-------- Input for this task

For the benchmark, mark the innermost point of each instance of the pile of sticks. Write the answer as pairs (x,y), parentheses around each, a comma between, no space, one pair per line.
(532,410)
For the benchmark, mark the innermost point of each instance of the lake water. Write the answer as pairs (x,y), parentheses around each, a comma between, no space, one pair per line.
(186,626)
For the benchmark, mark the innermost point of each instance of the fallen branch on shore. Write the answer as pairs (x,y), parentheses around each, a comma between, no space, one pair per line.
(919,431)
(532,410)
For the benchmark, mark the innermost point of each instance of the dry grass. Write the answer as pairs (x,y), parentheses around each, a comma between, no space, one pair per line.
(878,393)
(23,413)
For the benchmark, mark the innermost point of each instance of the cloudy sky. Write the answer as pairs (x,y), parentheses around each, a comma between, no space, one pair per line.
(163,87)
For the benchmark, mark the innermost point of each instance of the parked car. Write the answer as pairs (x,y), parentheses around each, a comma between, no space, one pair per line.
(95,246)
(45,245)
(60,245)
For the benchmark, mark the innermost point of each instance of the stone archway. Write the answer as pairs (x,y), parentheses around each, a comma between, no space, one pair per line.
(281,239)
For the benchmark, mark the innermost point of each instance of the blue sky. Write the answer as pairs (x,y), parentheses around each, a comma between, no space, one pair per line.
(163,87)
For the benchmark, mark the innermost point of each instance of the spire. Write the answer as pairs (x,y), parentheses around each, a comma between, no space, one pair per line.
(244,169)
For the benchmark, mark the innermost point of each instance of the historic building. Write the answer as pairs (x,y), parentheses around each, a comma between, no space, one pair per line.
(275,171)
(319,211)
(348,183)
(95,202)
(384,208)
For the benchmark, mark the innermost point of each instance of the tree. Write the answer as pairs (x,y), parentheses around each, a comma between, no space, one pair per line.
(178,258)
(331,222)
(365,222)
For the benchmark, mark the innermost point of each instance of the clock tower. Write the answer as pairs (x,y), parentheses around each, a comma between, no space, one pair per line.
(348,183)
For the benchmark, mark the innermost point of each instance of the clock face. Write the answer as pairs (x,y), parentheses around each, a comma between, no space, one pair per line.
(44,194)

----------------

▶ Problem details
Rewrite the stretch of the listing from the line containing "the clock face." through the end of the listing, replacing "innermost" with "central" and leaving everything else unchanged.

▶ Result of this exercise
For the benchmark, mark the central point of each instance of the clock face. Write the answer as pairs (x,y), parentheses around each, a comma between, no space, one pair per line.
(44,194)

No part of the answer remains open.